Could you output every one of the lines below exactly, character for character, with nothing added or left out?

____

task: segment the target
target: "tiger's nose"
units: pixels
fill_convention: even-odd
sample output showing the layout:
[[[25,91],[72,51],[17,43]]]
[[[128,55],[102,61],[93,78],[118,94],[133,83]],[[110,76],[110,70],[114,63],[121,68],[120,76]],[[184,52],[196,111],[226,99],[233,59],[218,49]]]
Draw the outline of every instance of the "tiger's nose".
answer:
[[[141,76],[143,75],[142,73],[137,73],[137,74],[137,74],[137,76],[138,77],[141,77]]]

____

# Correct answer:
task: segment the target
target: "tiger's nose"
units: pixels
fill_convention: even-odd
sample output showing the layout:
[[[25,91],[72,51],[17,43]]]
[[[128,55],[102,61],[93,78],[118,94],[133,83]],[[110,76],[110,70],[114,63],[121,68],[120,76]],[[184,52],[196,111],[226,99],[233,59],[218,49]]]
Draw the outline of every instance of the "tiger's nose".
answer:
[[[141,76],[143,75],[142,73],[137,73],[137,74],[137,74],[137,76],[138,77],[141,77]]]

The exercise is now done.